記事.
^^^^
2021年公開の映画「花束みたいな恋をした」を2025年の今、初めて視聴しました。
本当に今さらですが、思いの外感銘を受けたので感想を書いていきたいと思います。
あらすじ
東京・京王線の明大前駅で終電を逃したことから偶然に出会った
山音 麦 (菅田将暉)と八谷 絹 (有村架純)。好きな音楽や映画が嘘みたいに一緒で、あっという間に恋に落ちた麦と絹は、大学を卒業してフリーターをしながら同棲を始める。近所にお気に入りのパン屋を見つけて、拾った猫に二人で名前をつけて、渋谷パルコが閉店しても、スマスマが最終回を迎えても、日々の現状維持を目標に二人は就職活動を続けるが…。まばゆいほどの煌めきと、胸を締め付ける切なさに包まれた〈恋する月日のすべて〉を、唯一無二の言葉で紡ぐ忘れられない5年間。最高峰のスタッフとキャストが贈る、不滅のラブストーリー誕生!
──これはきっと、私たちの物語。公式サイトより引用
この映画をざっくり言うと、「サブカルを極めすぎた男女の出会いから別れ」です。
趣味が同じ過ぎたがゆえに付き合い、環境の変化と共に価値観が変わっていき、別れるという大雑把に言えばそれだけ。ただそれだけ。
それなのに惹きつけられるこの魅力はなんだろう?
映像美?演技力?有村架純が可愛すぎるから??
映画を観終わってからというもの、この映画のことばかり考えてしまっています。
一言で言えば「エモい」という表現が実にしっくりきてしまうのですが、2時間の映画をそれだけの感想でまとめてしまうのはあまりにも失礼です。
まとまりのない文章になってしまうかもしれませんが、私がこの映画を観て感じたことを連ねていきます。
SNSでマウントとりそうな二人
私が主人公二人に対して思ったことは「リアルに存在したらSNSでマウント取りそう」です。新規ファンやミーハーなファンに厳しそう。
こういう、「自分達の信じるセンス以外認めない層」っていますよね。
冒頭で相席したサラリーマンの好きな映画が「ショーシャンクの空に」と聞いた時の二人の嫌な反応。
映画何観るの?と聞かれて「ショーシャンクの空に」と答える行為は
漫画何読むの?と聞かれて「ONE PIECE」と答えるようなものだと私は思っています。
「にわかじゃん」「ミーハーじゃん」
と思う気持ちは十分わかります。
ですが個人的には「ショーシャンクの空に」を観たことある人は立派な「映画好き」だと思います。
職場や学校、身の回りに「ショーシャンクの空に」を観たことがある人って何人くらいいますかね?おそらく半分も観ていない。いや、もっと少数でしょう。
^^^^
作業 1. 記事によれば、麦と絹が偶然出会ったきっかけは何ですか。
^^^^
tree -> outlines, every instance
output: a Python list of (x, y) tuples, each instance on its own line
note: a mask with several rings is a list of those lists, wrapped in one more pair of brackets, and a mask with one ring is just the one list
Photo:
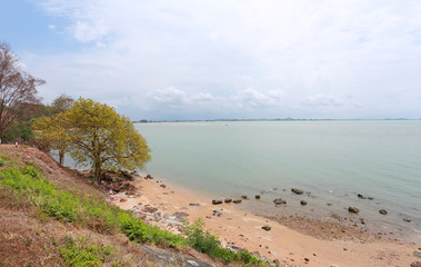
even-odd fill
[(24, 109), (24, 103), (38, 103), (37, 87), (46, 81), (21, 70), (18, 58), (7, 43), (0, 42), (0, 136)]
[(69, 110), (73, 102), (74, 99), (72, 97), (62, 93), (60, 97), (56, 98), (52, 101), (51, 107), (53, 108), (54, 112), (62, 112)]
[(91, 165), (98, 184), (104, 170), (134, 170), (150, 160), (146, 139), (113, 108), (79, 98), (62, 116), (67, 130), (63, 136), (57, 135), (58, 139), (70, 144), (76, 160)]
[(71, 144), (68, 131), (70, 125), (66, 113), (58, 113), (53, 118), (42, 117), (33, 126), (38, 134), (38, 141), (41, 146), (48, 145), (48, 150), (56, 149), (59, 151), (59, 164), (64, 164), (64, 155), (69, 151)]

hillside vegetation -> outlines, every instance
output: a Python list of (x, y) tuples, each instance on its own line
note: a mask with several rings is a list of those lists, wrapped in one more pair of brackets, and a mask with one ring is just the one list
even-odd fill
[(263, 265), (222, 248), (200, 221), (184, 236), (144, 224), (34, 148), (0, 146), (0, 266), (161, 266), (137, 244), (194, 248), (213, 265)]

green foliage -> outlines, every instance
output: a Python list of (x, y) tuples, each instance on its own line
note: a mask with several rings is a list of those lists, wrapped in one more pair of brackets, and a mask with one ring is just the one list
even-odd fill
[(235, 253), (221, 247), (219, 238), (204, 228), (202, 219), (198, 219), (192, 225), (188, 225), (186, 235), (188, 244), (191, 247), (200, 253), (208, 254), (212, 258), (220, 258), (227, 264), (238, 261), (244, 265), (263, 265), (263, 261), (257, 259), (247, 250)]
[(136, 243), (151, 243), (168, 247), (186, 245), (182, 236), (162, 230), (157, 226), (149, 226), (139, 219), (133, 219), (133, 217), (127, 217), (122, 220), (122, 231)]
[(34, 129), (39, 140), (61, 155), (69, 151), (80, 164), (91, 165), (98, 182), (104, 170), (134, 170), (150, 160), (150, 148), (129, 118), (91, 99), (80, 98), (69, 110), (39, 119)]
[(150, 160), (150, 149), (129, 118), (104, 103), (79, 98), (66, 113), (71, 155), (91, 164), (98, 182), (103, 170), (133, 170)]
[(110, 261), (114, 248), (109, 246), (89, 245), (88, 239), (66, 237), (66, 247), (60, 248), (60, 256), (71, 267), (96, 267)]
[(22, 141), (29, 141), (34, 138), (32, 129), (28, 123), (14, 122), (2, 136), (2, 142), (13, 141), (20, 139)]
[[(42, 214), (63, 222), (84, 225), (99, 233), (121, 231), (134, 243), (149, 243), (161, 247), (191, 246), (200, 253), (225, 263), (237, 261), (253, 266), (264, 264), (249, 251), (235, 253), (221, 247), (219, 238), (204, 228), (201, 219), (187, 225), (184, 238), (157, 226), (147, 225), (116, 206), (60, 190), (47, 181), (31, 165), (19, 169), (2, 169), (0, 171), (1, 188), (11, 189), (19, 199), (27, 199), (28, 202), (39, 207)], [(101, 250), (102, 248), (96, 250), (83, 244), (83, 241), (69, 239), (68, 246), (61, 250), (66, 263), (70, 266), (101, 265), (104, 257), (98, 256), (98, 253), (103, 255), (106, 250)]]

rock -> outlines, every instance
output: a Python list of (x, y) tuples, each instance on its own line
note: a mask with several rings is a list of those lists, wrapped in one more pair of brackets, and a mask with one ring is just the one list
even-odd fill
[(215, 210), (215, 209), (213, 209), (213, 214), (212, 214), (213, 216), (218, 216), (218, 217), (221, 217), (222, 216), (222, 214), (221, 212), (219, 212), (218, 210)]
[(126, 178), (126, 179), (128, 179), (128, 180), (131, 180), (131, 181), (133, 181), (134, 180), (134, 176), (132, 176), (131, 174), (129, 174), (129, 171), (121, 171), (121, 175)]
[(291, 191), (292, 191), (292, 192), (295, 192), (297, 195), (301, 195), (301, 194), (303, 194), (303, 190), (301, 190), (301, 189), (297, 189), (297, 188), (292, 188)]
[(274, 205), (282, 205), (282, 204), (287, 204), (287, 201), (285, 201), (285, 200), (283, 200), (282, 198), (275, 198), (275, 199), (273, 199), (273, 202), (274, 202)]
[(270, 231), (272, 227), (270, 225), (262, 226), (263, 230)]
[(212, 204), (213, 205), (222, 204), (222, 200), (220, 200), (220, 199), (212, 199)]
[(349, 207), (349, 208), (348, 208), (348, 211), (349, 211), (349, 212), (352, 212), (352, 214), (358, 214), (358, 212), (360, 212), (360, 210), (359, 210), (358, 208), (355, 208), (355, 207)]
^^^^
作業 2. 上記の記録のうち、「hillside vegetation ->」を含む行から「248), (213, 265)]」を含む行まで（両端の行を含む）を、一字一句変えずに返してください。

回答 1. 東京・京王線の明大前駅で終電を逃したことです。

回答 2.
hillside vegetation -> outlines, every instance
output: a Python list of (x, y) tuples, each instance on its own line
note: a mask with several rings is a list of those lists, wrapped in one more pair of brackets, and a mask with one ring is just the one list
even-odd fill
[(263, 265), (222, 248), (200, 221), (184, 236), (144, 224), (34, 148), (0, 146), (0, 266), (161, 266), (137, 244), (194, 248), (213, 265)]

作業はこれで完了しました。